▶ _Exercise aim_
Answer these from the thread below about the "SVD did not converge" error:
(a) According to WeilerP, downgrading numpy to which versions stops the error?
(b) What setting, used during scv.pp.filter_and_normalize(), let monica-nicolau avoid the error?
(c) Which Seurat layer does h4rvey-g say should be exported as the primary layer to adata?

*** Supplied passage Section Begins ***

WeilerP commented 2 years ago

@JesseRop, the numpy version is the issue. Not sure why, though. When downgrading to numpy<1.21, the error is no longer thrown. @michalk8, @ivirshup did you encounter something similar before by chance, or are aware of anything introduced in numpy>1.21 causing this?

monica-nicolau commented 1 year ago

Hi everyone! @WeilerP are you sure the numpy version is the only issue? Because I've been running scv.tl.velocity for multiple (5 other) samples and it raises this error only for one sample, how could it be working for the other samples if the numpy version is the same? It's not a memory issue either, because I tried running the command different times and it always raises the same error. Could you help me understand what it is the problem of this object?

My current np.__version__ is '1.21.1'

UPDATE *** I managed to avoid the error by specifying enforce=True during the normalization process carried out through this function: scv.pp.filter_and_normalize() After enforce=True, the scv.tl.velocity() function didn't raise anymore the "SVD did not converge" error :)

h4rvey-g commented 1 week ago

Another potential cause of this error if you are using adata exported from Seurat. Ensure that the primary layer exported to adata is the counts layer of the Seurat object, which contains the raw counts. Then, execute scv.pp.filter_and_normalize() on this layer. Avoid using the data layer from Seurat and run scv.pp.filter_and_normalize() again, as it is already the log-normalized version of the counts.

*** Supplied passage Section Ends ***
*** Records Section Begins ***

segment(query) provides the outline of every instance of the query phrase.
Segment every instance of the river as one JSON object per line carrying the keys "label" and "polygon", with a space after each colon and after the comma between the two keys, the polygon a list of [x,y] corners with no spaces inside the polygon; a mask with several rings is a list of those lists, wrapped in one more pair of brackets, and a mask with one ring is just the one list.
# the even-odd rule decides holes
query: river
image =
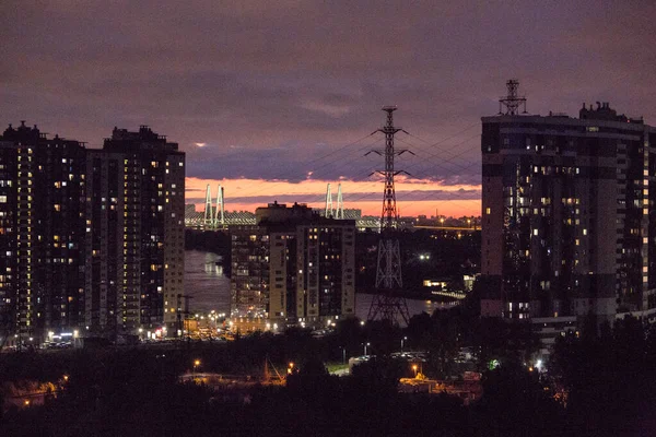
{"label": "river", "polygon": [[[223,274],[218,264],[219,256],[199,250],[185,251],[185,293],[192,296],[189,303],[191,312],[230,314],[230,279]],[[372,305],[373,295],[359,293],[355,295],[355,315],[366,319]],[[435,309],[444,309],[440,303],[407,299],[410,316],[425,311],[433,314]]]}

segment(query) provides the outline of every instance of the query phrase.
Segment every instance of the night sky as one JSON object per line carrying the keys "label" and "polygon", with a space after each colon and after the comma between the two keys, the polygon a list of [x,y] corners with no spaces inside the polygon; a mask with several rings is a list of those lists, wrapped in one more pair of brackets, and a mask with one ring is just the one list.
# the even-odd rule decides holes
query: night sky
{"label": "night sky", "polygon": [[531,114],[610,102],[656,125],[656,2],[0,1],[0,123],[99,147],[149,125],[187,152],[187,201],[378,214],[370,135],[397,105],[400,212],[480,214],[480,117],[517,78]]}

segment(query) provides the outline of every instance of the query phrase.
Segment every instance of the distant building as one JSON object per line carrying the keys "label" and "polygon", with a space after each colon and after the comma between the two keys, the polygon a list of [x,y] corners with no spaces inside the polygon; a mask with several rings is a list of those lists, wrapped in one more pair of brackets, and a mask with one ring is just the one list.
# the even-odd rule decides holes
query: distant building
{"label": "distant building", "polygon": [[313,326],[354,315],[352,220],[271,203],[258,225],[231,229],[232,316]]}
{"label": "distant building", "polygon": [[656,129],[607,103],[482,125],[483,316],[654,319]]}
{"label": "distant building", "polygon": [[10,125],[0,137],[0,335],[36,344],[162,324],[183,291],[184,165],[177,144],[147,127],[115,129],[103,150],[87,150]]}

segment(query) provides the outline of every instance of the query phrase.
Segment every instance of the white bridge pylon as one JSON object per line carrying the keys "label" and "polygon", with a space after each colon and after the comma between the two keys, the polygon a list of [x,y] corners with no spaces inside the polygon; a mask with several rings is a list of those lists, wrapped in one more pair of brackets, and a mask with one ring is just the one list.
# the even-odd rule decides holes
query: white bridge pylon
{"label": "white bridge pylon", "polygon": [[203,226],[206,228],[218,228],[225,225],[225,201],[224,201],[224,189],[219,185],[216,187],[216,205],[212,205],[212,189],[208,184],[206,192],[206,208]]}
{"label": "white bridge pylon", "polygon": [[326,187],[326,209],[324,215],[331,218],[344,218],[344,200],[341,192],[341,184],[337,186],[337,209],[332,208],[332,192],[330,184]]}

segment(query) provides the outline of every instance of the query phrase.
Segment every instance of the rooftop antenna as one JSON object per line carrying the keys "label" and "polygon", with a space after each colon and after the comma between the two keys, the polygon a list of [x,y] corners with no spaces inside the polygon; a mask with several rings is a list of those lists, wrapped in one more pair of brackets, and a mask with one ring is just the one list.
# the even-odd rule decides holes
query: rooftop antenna
{"label": "rooftop antenna", "polygon": [[[517,79],[509,79],[506,82],[506,87],[508,88],[508,95],[499,99],[499,115],[516,116],[519,114],[519,106],[524,107],[522,114],[528,114],[526,111],[526,97],[517,94],[519,81]],[[505,113],[503,111],[503,106],[505,106]]]}
{"label": "rooftop antenna", "polygon": [[344,199],[342,198],[341,193],[341,184],[337,186],[337,212],[335,214],[335,218],[344,218]]}
{"label": "rooftop antenna", "polygon": [[335,211],[332,210],[332,192],[330,191],[330,184],[326,188],[326,212],[324,213],[325,217],[331,217]]}
{"label": "rooftop antenna", "polygon": [[206,192],[206,211],[204,211],[204,227],[212,227],[214,224],[214,217],[212,214],[212,190],[210,189],[210,185],[208,184],[208,189]]}
{"label": "rooftop antenna", "polygon": [[[387,123],[376,130],[385,133],[385,170],[376,172],[385,177],[385,188],[383,190],[383,212],[380,214],[380,239],[378,240],[378,263],[376,269],[376,288],[372,306],[370,307],[368,320],[375,320],[379,317],[382,320],[391,324],[398,324],[398,316],[406,323],[409,322],[408,304],[405,297],[398,297],[395,292],[403,286],[401,277],[401,253],[399,240],[394,238],[394,233],[398,226],[398,212],[396,206],[396,191],[394,177],[402,170],[396,170],[394,158],[407,150],[395,151],[394,135],[403,129],[394,126],[394,111],[396,106],[384,106],[383,110],[387,113]],[[380,151],[372,151],[383,155]],[[372,153],[372,152],[367,152]]]}

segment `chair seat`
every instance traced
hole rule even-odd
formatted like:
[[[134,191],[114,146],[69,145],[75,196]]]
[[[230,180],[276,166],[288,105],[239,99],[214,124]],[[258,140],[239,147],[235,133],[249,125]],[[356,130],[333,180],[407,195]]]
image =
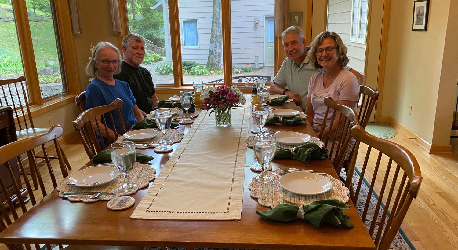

*** Records Section Ends ***

▶ _Result below_
(a) numpy<1.21
(b) enforce=True
(c) The counts layer, which contains the raw counts